(WRITTEN TASK): Return every line of the records below that contains the string "trim".

(DATASET EXTRACT):
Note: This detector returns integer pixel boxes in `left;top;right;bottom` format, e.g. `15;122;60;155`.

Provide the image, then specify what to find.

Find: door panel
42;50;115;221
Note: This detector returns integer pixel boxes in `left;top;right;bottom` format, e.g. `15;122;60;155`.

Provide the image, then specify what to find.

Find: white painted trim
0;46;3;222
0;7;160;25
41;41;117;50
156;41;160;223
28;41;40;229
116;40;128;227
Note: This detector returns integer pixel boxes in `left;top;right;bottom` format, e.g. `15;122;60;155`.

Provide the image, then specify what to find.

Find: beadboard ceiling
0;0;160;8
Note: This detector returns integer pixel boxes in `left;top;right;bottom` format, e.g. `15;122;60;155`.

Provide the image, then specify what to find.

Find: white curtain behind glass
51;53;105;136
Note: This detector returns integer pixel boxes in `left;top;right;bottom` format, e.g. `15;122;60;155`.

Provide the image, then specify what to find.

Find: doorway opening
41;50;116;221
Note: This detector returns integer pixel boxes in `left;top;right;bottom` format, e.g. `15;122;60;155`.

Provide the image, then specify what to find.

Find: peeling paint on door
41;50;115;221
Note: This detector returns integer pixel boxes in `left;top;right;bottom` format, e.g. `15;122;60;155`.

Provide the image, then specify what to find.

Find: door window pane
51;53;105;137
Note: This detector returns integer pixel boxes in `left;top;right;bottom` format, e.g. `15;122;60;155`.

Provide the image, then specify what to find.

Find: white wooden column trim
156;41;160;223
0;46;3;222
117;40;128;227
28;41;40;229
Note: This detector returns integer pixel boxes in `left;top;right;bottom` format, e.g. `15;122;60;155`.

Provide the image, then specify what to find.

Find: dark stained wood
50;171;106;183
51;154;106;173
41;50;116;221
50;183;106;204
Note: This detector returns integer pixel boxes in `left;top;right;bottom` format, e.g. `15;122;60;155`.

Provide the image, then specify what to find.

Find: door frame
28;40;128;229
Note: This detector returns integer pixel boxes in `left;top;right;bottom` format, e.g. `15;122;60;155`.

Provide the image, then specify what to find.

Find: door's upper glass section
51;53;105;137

(SOLVED PROBLEM):
Find: white painted trim
Find: white wooden column trim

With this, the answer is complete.